**RECORD EXCERPTS**

·····

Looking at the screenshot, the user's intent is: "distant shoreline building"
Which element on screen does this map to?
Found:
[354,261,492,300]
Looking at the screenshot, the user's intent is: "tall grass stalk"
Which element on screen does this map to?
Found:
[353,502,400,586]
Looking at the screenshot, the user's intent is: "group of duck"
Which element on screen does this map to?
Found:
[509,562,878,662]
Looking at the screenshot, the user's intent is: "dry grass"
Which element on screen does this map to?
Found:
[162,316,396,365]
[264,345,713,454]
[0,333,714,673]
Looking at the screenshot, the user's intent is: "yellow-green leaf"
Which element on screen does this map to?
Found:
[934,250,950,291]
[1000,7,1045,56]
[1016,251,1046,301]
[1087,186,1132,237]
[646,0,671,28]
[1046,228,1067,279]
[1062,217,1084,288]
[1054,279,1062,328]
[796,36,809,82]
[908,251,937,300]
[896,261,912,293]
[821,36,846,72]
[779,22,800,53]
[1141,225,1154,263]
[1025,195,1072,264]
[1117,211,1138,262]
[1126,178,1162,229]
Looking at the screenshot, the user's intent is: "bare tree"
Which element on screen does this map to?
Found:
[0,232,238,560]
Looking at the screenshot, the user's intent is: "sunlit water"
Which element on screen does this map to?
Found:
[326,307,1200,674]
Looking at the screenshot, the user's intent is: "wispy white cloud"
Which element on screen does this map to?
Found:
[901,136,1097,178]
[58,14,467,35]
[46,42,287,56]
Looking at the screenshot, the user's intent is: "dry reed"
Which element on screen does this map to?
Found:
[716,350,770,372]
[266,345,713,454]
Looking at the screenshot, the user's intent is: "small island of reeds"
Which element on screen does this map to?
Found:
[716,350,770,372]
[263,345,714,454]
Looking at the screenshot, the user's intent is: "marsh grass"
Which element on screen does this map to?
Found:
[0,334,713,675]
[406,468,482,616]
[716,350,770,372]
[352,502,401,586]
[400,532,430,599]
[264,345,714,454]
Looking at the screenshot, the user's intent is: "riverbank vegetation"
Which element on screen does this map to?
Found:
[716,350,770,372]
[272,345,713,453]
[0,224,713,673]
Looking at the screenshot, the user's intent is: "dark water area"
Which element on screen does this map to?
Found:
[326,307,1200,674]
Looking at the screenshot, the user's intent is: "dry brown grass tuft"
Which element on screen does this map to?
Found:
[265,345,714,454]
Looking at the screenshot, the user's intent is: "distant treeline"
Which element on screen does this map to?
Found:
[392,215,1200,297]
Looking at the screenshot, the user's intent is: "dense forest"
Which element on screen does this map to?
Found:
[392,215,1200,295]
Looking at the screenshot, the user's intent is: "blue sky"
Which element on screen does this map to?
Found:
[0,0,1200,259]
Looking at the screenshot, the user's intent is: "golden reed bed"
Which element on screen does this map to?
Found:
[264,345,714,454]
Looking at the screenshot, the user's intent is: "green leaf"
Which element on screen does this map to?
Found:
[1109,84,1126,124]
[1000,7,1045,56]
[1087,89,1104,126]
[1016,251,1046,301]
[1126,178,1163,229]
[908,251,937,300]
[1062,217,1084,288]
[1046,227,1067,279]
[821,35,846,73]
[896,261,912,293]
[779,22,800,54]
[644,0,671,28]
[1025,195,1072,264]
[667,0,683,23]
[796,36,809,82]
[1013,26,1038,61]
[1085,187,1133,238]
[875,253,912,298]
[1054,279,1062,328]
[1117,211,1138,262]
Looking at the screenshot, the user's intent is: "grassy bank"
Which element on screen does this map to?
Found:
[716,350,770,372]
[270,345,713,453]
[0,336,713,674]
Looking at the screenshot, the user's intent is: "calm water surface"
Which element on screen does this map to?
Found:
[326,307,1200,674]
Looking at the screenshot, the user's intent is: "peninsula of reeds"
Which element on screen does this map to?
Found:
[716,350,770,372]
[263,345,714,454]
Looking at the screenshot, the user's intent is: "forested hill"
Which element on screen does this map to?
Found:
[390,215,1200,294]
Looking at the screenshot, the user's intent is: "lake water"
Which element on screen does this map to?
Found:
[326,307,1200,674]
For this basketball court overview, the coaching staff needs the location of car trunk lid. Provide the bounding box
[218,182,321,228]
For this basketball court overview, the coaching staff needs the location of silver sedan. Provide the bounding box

·····

**WORK INSTRUCTIONS**
Pull out every line of the rows above that contains the string "needs".

**FINAL RESULT**
For this basketball court overview, the coaching staff needs the location of car trunk lid. Provide the bounding box
For this basketball court overview, the coaching staff needs the location of silver sedan. Provide the bounding box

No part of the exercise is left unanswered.